In full and word for word, return the listing that follows.
......
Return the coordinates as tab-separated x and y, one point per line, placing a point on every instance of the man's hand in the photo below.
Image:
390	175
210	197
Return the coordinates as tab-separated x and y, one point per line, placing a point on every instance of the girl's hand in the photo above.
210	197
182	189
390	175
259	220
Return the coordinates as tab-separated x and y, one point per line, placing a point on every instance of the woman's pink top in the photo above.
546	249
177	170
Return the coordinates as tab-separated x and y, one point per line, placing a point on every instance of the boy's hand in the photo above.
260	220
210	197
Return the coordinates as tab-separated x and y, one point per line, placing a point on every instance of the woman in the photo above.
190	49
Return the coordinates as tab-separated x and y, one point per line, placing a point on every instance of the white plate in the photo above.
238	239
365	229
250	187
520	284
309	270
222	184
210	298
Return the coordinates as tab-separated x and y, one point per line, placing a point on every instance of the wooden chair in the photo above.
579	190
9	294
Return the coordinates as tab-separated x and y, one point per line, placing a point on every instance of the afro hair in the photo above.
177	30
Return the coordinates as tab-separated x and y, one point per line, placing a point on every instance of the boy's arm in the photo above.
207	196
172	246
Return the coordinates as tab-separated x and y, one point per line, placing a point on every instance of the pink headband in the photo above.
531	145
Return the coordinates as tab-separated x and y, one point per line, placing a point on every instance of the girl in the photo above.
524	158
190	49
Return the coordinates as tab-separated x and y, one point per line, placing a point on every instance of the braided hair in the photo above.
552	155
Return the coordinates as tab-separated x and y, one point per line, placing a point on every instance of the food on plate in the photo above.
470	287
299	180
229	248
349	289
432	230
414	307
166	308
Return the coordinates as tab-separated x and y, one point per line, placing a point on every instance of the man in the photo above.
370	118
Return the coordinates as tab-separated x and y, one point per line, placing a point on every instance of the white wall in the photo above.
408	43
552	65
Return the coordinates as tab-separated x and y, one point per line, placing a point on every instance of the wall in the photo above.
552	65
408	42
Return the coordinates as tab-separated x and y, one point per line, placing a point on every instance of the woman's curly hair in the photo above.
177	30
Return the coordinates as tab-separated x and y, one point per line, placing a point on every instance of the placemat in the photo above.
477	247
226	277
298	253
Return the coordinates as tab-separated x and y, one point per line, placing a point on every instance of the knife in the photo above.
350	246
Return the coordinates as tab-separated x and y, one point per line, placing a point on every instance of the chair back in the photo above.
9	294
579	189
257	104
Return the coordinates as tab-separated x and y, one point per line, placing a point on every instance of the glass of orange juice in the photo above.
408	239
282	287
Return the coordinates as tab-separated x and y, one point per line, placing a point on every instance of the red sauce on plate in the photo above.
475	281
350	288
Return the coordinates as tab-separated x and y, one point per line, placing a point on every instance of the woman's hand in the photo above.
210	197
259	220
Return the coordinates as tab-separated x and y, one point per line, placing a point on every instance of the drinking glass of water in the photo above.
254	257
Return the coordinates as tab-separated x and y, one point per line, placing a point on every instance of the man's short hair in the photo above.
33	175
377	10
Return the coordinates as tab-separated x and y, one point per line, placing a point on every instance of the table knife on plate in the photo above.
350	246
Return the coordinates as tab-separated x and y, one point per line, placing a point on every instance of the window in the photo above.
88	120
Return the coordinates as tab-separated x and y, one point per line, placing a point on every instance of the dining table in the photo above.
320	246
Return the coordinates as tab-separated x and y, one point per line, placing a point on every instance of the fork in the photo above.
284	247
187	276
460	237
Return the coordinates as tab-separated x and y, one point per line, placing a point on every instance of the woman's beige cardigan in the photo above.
......
### Result:
Return the coordinates as tab-separated x and y, one point per line, placing a point on every instance of the man's hand in the photo below.
Image:
390	175
210	197
Return the coordinates as tab-separated x and y, one point per line, placing a point on every instance of the girl's hand in the photo above.
210	197
182	189
390	175
259	220
Return the coordinates as tab-separated x and y, one point per line, placing a point on every instance of the woman's pink top in the photo above.
546	249
177	170
Return the coordinates as tab-separated x and y, one point per line, placing a point on every instance of the boy's hand in the photo above.
260	220
210	197
Return the coordinates as tab-separated x and y, one point per line, placing a point on every instance of the woman in the photo above.
190	49
Return the coordinates as tab-separated x and y, one point per line, placing a point on every instance of the white plate in the photo above.
238	239
365	229
250	187
520	284
309	270
222	184
210	298
Return the coordinates as tab-separated x and y, one point per line, placing a point on every instance of the wooden chair in the photo above.
579	190
9	294
Return the coordinates as tab-separated x and y, one point per line, placing a point on every instance of the afro hair in the photo above.
177	30
Return the coordinates as tab-separated x and y, one point per line, placing a point on every instance of the boy's arm in the photo above.
207	196
172	246
Return the coordinates as tab-separated x and y, one point per line, placing a point on every instance of the pink headband in the photo above.
531	145
Return the coordinates as tab-separated x and y, one point per line, placing a point on every instance of the girl in the photo above.
524	158
190	49
Return the coordinates as tab-separated x and y, one point per line, placing a point on every instance of the braided hair in the photo above.
552	155
Return the coordinates as tab-separated x and y, one point per line, placing a point on every instance of the food on plate in the photo above.
470	287
299	180
229	248
349	289
432	230
414	307
166	308
Return the coordinates as tab-separated x and y, one point per line, placing a point on every instance of the man in the photo above.
370	118
Return the coordinates as tab-separated x and y, one point per line, placing a point on every instance of the white wall in the photo above.
408	43
552	65
Return the coordinates as tab-separated x and y, one point per line, placing a point on every instance of the wall in the photo above.
552	65
408	42
Return the coordinates as tab-separated x and y, one point per line, placing a point on every instance of the woman's curly hair in the photo above.
177	30
Return the coordinates as tab-separated x and y, one point per line, placing a point on every instance of the placemat in the photo above.
477	247
226	277
298	253
Return the coordinates as tab-separated x and y, one point per line, placing a point on every instance of the knife in the photo above.
350	246
Return the coordinates as tab-separated x and y, one point per line, placing a point on every instance of the chair back in the photo above.
9	294
579	189
257	104
Return the coordinates as tab-separated x and y, one point per line, placing a point on every instance of the glass of orange juice in the photo above.
408	239
282	287
Return the coordinates as tab-separated x and y, one point per line, placing a point on every instance of the red sauce on plate in the photo above.
475	281
350	288
Return the coordinates as tab-separated x and y, one point per line, placing a point on every instance of the woman's hand in the photo above.
210	197
259	220
Return the coordinates as tab-separated x and y, one point per line, placing a point on every instance of the drinking glass of water in the photo above.
254	257
Return the coordinates as tab-separated x and y, one point per line, placing a point on every instance of the man's short hair in the photo above.
33	175
377	10
Return the coordinates as tab-separated x and y, one point per line, placing a point on every instance of the table knife on plate in the photo above.
350	246
Return the coordinates as tab-separated x and y, one point per line, placing a point on every instance of the window in the photo above.
88	120
Return the coordinates as tab-separated x and y, one point per line, placing a point on every instance of the dining table in the photo above.
320	246
Return the coordinates as tab-separated x and y, one point per line, placing a point on every instance of the fork in the photo above.
284	247
187	276
460	237
Return the coordinates as tab-separated x and y, one point per line, placing a point on every instance of the woman's beige cardigan in the photo above.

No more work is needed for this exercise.